Pictures aside, write out the data exactly as it reads.

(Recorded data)
+-------+

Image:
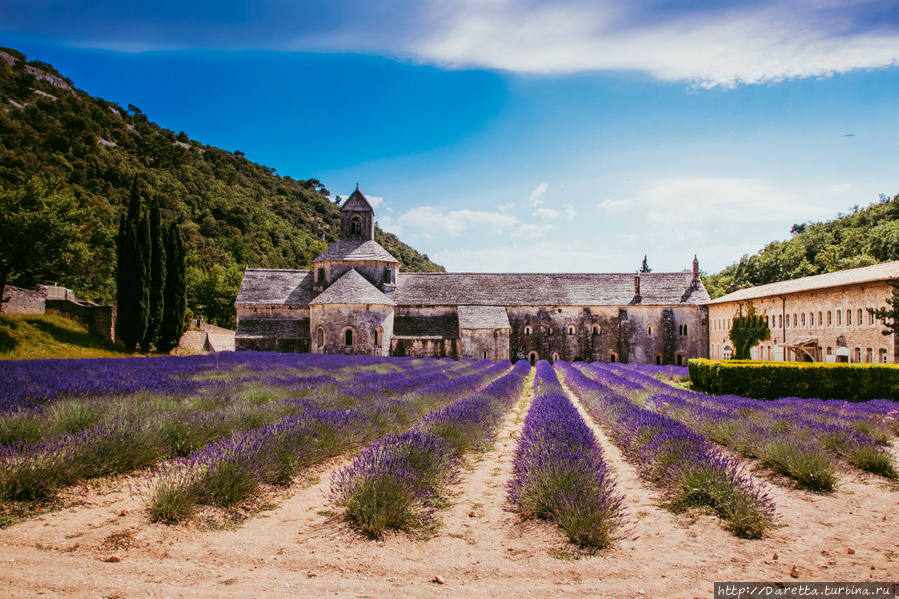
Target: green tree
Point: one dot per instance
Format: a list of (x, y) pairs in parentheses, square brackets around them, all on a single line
[(133, 272), (157, 276), (175, 304), (890, 316), (38, 224), (747, 331)]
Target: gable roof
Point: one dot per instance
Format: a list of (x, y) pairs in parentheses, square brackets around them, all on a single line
[(356, 203), (356, 250), (547, 289), (352, 288), (483, 317), (866, 274), (271, 286)]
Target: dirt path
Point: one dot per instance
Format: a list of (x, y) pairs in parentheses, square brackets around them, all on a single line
[(301, 548)]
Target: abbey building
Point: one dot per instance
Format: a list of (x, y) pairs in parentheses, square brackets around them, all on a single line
[(357, 300)]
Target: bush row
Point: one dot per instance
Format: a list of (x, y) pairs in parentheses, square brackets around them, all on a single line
[(770, 380)]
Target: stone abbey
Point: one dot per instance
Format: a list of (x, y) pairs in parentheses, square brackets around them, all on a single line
[(356, 300)]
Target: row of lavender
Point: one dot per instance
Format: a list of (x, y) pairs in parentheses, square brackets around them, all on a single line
[(397, 481), (138, 431), (799, 438), (29, 383), (230, 470), (559, 472), (685, 465)]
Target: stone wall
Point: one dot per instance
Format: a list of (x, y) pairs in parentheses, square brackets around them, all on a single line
[(22, 301), (837, 326), (490, 344), (638, 334), (329, 324), (99, 320)]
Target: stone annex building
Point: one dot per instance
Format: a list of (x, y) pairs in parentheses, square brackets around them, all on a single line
[(356, 300)]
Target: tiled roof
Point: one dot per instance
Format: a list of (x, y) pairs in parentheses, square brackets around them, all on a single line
[(445, 326), (483, 317), (352, 288), (273, 328), (354, 249), (539, 289), (357, 202), (274, 287), (866, 274)]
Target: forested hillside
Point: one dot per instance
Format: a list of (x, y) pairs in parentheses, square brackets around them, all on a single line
[(863, 237), (232, 212)]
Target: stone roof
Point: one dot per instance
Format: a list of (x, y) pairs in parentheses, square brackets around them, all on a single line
[(352, 288), (866, 274), (546, 289), (275, 287), (356, 203), (483, 317), (445, 326), (273, 328), (356, 250)]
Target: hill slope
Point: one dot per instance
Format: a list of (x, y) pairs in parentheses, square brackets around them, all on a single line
[(233, 212), (863, 237)]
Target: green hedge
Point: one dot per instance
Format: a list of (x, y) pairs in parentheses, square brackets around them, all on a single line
[(770, 380)]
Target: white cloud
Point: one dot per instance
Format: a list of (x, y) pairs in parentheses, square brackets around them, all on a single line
[(748, 44), (536, 196), (431, 222), (616, 206), (546, 213)]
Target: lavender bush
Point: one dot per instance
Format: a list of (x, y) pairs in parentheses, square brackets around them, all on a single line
[(559, 472), (683, 463)]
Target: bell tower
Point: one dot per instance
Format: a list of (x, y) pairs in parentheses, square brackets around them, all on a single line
[(357, 219)]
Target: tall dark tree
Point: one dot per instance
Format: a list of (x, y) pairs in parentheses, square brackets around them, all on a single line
[(157, 276), (890, 316), (37, 228), (747, 331), (175, 304), (133, 272)]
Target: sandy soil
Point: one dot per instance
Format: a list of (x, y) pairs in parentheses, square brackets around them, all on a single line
[(105, 547)]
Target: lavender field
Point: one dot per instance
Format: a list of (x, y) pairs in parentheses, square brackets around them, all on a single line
[(424, 449)]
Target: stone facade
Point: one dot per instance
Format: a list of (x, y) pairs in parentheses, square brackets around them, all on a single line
[(355, 300), (823, 318)]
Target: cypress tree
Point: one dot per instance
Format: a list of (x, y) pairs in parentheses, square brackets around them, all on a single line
[(175, 302), (132, 272), (157, 276)]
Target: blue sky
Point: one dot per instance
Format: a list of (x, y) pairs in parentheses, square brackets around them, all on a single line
[(508, 135)]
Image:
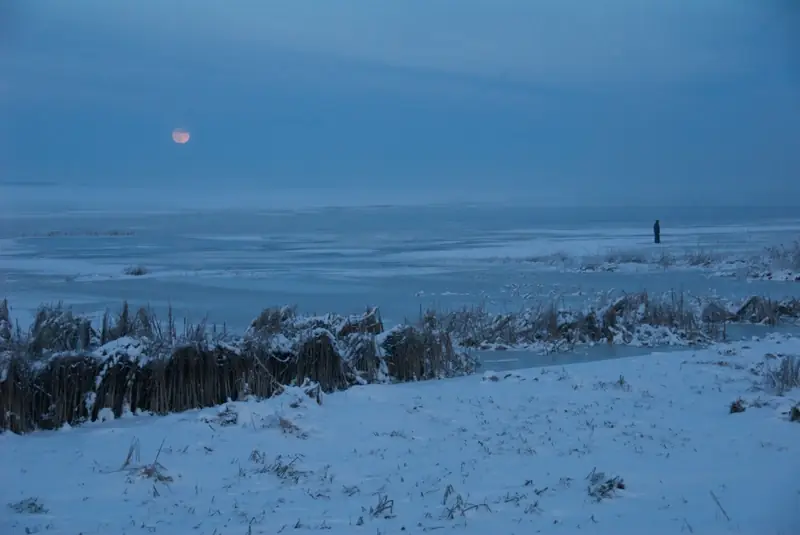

+-------+

◆ EXERCISE ANSWER ◆
Image:
Target: green tree
Point: one dot per instance
Format: a list of (x, y) pairs in parentheses, square brackets around them, all on a single line
[(133, 272), (157, 276), (175, 304), (890, 316), (38, 224), (747, 331)]
Target: gable roof
Point: one dot per instance
Format: a list of (x, y) pairs in parentheses, square brackets around them, all on a single line
[(356, 203), (356, 250), (547, 289), (352, 288), (483, 317), (866, 274), (271, 286)]
Target: dirt path
Point: one dot per instance
Format: a list of (x, y) pairs in parentheses, square brackets around them, all on a single line
[(301, 548)]
Target: abbey building
Point: one dot per instance
Format: a list of (x, y) pairs in parentheses, square brackets around them, all on a single line
[(357, 300)]
Target: bush row
Point: one dot per instance
Format: a list of (x, y) pairs in parentheses, square brackets around them, all on a single line
[(770, 380)]
Target: stone abbey
Point: one dot per instance
Format: a list of (x, y) pairs in parentheses, square brackets around them, all on a single line
[(356, 300)]
Target: row of lavender
Point: one dot per instance
Format: a list of (x, y) pairs in parentheses, square brackets around them, all on a single line
[(397, 481), (138, 431), (799, 438), (29, 383), (230, 470), (559, 472), (685, 465)]
Target: stone wall
Point: one dot per instance
Format: a list of (x, y) pairs in parentheses, square brackets around them, all on a single line
[(22, 301), (837, 326), (490, 344), (638, 334), (329, 324), (99, 320)]
Target: stone annex building
Point: one dot per instance
Format: a list of (x, y) pairs in parentheses, square brackets around them, all on a single line
[(356, 300)]
Target: tiled roof
Point: one dot per instance
Format: a list of (x, y) pairs in parentheses, square brackets around them, all on a single line
[(445, 326), (483, 317), (352, 288), (273, 328), (354, 249), (539, 289), (357, 202), (274, 287), (866, 274)]
Target: forested hillside
Point: one dot per instance
Format: a list of (x, y) pairs in parentheses, square brackets around them, all on a single line
[(863, 237), (232, 212)]
Target: stone roof
Point: one dot per instance
Format: a list of (x, y) pairs in parentheses, square brackets around them, all on a single line
[(352, 288), (866, 274), (546, 289), (275, 287), (356, 203), (483, 317), (445, 326), (273, 328), (356, 250)]
Target: hill slope
Point: one dot per instance
Format: a list of (x, y) pairs in parentheses, square brackets around them, all on a single line
[(233, 212), (863, 237)]
Target: green hedge
Point: one dot per instance
Format: a list of (x, y) pairs in parentheses, square brackets around them, all on a single line
[(770, 380)]
Target: white cloud
Point: one dot per instance
Format: a list of (x, y) pairs in parentheses, square brackets around them, all on a single line
[(748, 44), (536, 196), (431, 222), (616, 206), (546, 213)]
Target: lavender bush
Point: one dot per instance
Format: a list of (x, y) pairs in parentheses, square brackets around them, all on a single line
[(559, 472), (683, 463)]
Target: bell tower
Point: one dot per instance
Format: a list of (x, y) pairs in parentheses, square brackets around them, all on a single line
[(357, 219)]
Target: tall dark tree
Point: one dot per instance
Format: a list of (x, y) pairs in parentheses, square brackets around them, all on a single line
[(157, 276), (890, 316), (37, 228), (747, 331), (175, 304), (133, 272)]
Target: sandy soil
Point: one dot per instance
Format: a list of (x, y) pairs in parentheses, square brackets around them, all on a single line
[(105, 547)]
Target: lavender field
Point: one dot per instance
Format: a list of (x, y) pairs in parentheses, square brackets around them, all on a single line
[(424, 449)]
Target: stone facade
Point: one dot per instance
Format: a list of (x, y) pairs in parentheses, square brackets around them, all on a single line
[(355, 300), (823, 318)]
Target: cypress tree
Point: one dot per instance
Format: a list of (x, y) pairs in parentheses, square brackets around them, all on a single line
[(175, 302), (132, 272), (157, 276)]
Target: blue sky
Point: one dot per instance
Format: a list of (x, y) pairs in parentheses, square brackets around them, all on a single line
[(508, 135)]
Image:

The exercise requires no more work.